**TEXT ZUR ANALYSE:**
——

Erst marschierte vor Jahrzehnten die sowjetische Armee in Afghanistan ein und verließ es nach langer Zeit geschlagen. Dann brachen die USA und wir auf an den Hindukusch und ziehen bald siegreich wieder ab. Eben meldet das Radio, die US-Juraprofessorin Marjorie Cohn warnt: »Whistleblowers drohen Einzelhaft und Folter.« So etwas vernahmen wir bisher meist aus östlichen Staaten, doch keine Angst, der Westen holt zügig auf. Mit Gauck sind wir sicher dabei.
|
|
Badiou bringt Platon nach Hollywood. Möchte Marx mit Liebe ermöglichen.
|
FAZ vom 4.7.2013, Redaktion Neue Sachbücher, mit Platon-Statue verzierte Rezension von Alain Badious Bekentnis-Geständnis mit dem Titel »Platons ›Staat‹«. Noch kenne ich das Buch nicht. »Her mit dem großen Ereignis!« ruft die Zeitung enthusiasmiert: Und dann: »Durch den Mund eines alten Philosophen und mit Ausblick auf eine wahrhaft kommunistische Gesellschaft: Alain Badiou findet in Platons ›Staat‹ vor allem das, was er sich schon lange dachte.« Wir staunen. Eine wahrhaft kommunistische Gesellschaft – so bejubelnd empfohlen könnte das prompt den Verfassungsschutz alarmieren, passierte es linkerhand, rechts ist es ungefährlich, weil nur Kultur. Gerechterweise sei angemerkt, Badiou ist es wert. In der FAZ vom 3.7.2011 wurde schon sein Lob der Liebe angepriesen. Wir empfehlen überdies seinen Titel Ist Politik denkbar? Merve Verlag, Berlin 2010, besonders ab Seite 135: »Was es heißt, ein Marxist in der Philosophie zu sein.« Dazu Seite 33/34 über revolutionäre Subjektivität und warum sie bis heute unterliegt. Philosophisch ist heute rechtsrheinisch nichts vergleichbar, doch historisch-politisch stößt Mario Kesslers taufrische Ruth-Fischer-Biographie ins Zentrum vor. Untertitel: Ein Leben mit und gegen Kommunisten – wir signalisierten das Standardwerk im poetenladen kürzlich im Nachwort 13 unter dem Stichwort Ein Kampf um Moskau und Berlin als wär's aus Tolstois Krieg und Frieden. Ruth Fischer gibt als geschichtsträchtige Hauptfigur den Blick frei auf die unendliche Liste der Verfolgung, samt Wechsel der Verfolgten und Verfolger. Beginnend bei Wolfgang Abendroth, nicht endend bei Arnold und Stefan Zweig. Beim Namen Jakob Moneta stutze ich – eine »sehr gute Zusammenarbeit« Ruth Fischers mit Moneta wird notiert? Es gab gute Gründe. Kessler deckt ein Geheimnis nach dem andern auf, sein Buch ist ein Meilenstein, um den keiner herumkommt, der die Kämpfe des Jahrhunderts beurteilen will. Die Lektüre geht mir nahe als wär's ein Roman im engsten Umkreis, jeder Name ein Kapitel für sich.

——

**IHRE AUFGABE:**
Können Sie die Stelle im Text zur Analyse wortgetreu wiedergeben, beginnend bei „Erst marschierte vor“ und endend bei „mit Liebe ermöglichen.“? Das Material wird hierfür nicht gebraucht.

——

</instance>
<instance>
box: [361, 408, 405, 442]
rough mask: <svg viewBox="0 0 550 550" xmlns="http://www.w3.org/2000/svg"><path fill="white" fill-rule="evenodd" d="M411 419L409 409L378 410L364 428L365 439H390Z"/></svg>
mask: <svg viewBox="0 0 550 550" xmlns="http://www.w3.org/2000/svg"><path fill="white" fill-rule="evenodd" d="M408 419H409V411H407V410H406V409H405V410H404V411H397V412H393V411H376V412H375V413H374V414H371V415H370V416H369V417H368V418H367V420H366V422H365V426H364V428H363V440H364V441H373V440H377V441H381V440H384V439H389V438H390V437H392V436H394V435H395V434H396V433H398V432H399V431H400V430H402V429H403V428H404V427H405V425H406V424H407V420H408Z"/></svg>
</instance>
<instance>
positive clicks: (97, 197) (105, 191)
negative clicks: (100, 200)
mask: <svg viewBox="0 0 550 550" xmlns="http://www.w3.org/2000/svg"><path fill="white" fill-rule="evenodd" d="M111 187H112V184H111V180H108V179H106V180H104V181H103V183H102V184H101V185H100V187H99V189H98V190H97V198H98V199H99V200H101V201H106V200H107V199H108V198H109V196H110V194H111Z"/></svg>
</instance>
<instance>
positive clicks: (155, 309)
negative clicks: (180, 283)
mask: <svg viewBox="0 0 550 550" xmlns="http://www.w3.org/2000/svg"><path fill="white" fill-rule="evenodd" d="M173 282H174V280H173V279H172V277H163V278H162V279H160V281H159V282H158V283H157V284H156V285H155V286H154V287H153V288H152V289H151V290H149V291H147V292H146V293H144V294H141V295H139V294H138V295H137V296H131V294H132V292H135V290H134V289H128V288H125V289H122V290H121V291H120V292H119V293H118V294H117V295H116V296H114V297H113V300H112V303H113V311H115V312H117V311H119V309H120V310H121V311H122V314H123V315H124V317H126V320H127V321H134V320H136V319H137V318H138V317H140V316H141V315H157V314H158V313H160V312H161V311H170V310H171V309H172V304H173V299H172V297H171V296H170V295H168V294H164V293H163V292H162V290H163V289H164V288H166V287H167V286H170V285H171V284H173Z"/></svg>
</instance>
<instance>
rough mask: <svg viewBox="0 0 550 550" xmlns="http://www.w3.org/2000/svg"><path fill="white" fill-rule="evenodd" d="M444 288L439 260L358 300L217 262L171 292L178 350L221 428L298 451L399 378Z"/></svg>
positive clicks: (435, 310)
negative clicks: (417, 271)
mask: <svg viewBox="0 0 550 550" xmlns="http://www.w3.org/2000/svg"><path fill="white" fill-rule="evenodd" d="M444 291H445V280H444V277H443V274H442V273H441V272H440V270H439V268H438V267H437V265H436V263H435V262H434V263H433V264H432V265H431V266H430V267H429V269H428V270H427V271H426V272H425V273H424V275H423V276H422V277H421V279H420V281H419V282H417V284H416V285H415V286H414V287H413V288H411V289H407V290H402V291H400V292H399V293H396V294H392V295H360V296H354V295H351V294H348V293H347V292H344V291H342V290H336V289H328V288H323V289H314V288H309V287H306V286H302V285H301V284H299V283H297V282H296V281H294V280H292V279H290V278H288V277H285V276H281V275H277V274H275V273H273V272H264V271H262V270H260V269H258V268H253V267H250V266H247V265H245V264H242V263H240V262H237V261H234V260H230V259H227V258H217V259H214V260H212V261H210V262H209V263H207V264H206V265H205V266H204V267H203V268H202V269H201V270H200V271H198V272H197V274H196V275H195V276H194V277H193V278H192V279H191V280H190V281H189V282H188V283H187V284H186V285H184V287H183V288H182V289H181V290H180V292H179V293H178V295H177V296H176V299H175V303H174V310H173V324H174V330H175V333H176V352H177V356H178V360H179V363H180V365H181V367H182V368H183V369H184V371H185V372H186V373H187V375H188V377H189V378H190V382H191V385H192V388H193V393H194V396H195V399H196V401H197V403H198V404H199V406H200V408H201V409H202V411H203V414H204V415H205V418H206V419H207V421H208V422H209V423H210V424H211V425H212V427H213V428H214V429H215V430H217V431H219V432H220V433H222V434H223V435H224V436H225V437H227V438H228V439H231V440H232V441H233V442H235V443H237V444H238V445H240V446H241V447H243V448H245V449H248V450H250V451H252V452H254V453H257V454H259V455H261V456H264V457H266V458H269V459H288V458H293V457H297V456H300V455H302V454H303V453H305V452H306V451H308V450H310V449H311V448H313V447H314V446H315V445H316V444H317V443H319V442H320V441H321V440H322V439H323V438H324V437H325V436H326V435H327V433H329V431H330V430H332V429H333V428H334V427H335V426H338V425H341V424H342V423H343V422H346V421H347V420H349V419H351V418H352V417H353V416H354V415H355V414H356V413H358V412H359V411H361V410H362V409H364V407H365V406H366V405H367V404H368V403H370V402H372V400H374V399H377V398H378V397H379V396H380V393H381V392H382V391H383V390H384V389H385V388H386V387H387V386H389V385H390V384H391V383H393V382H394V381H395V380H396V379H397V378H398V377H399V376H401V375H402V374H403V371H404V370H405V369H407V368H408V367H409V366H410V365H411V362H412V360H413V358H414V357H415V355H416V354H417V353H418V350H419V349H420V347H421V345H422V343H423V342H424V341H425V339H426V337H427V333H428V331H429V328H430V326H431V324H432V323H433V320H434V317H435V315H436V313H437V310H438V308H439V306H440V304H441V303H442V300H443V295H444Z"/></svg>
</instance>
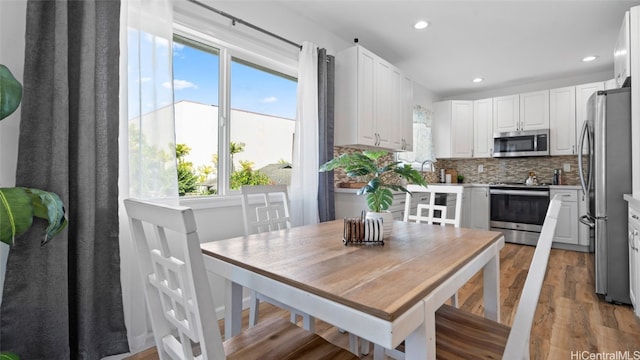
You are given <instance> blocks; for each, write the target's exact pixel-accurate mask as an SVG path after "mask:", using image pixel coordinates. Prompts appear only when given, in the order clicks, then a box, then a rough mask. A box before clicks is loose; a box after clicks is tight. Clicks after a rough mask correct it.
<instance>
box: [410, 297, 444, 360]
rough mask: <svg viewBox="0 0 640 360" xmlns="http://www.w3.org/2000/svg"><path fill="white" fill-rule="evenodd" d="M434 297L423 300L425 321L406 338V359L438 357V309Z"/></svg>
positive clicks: (430, 358) (418, 358) (420, 324)
mask: <svg viewBox="0 0 640 360" xmlns="http://www.w3.org/2000/svg"><path fill="white" fill-rule="evenodd" d="M430 300H433V299H432V298H428V299H426V300H423V305H424V310H425V313H424V322H423V323H422V324H420V326H418V327H417V328H416V329H415V330H413V331H412V332H411V334H409V336H408V337H407V338H406V339H405V342H404V343H405V359H406V360H418V359H420V360H424V359H435V358H436V315H435V314H436V310H437V308H436V307H435V306H434V304H433V301H430Z"/></svg>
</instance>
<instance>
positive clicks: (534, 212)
mask: <svg viewBox="0 0 640 360" xmlns="http://www.w3.org/2000/svg"><path fill="white" fill-rule="evenodd" d="M489 193H490V195H491V197H490V198H491V208H490V209H491V210H490V213H491V216H490V217H491V227H492V228H501V229H512V230H522V231H533V232H540V230H542V224H543V223H544V217H545V215H546V213H547V208H548V207H549V190H548V189H546V188H544V189H504V188H503V189H494V188H492V189H490V190H489Z"/></svg>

——

**GELÖSTE AUFGABE:**
Erst marschierte vor Jahrzehnten die sowjetische Armee in Afghanistan ein und verließ es nach langer Zeit geschlagen. Dann brachen die USA und wir auf an den Hindukusch und ziehen bald siegreich wieder ab. Eben meldet das Radio, die US-Juraprofessorin Marjorie Cohn warnt: »Whistleblowers drohen Einzelhaft und Folter.« So etwas vernahmen wir bisher meist aus östlichen Staaten, doch keine Angst, der Westen holt zügig auf. Mit Gauck sind wir sicher dabei.
|
|
Badiou bringt Platon nach Hollywood. Möchte Marx mit Liebe ermöglichen.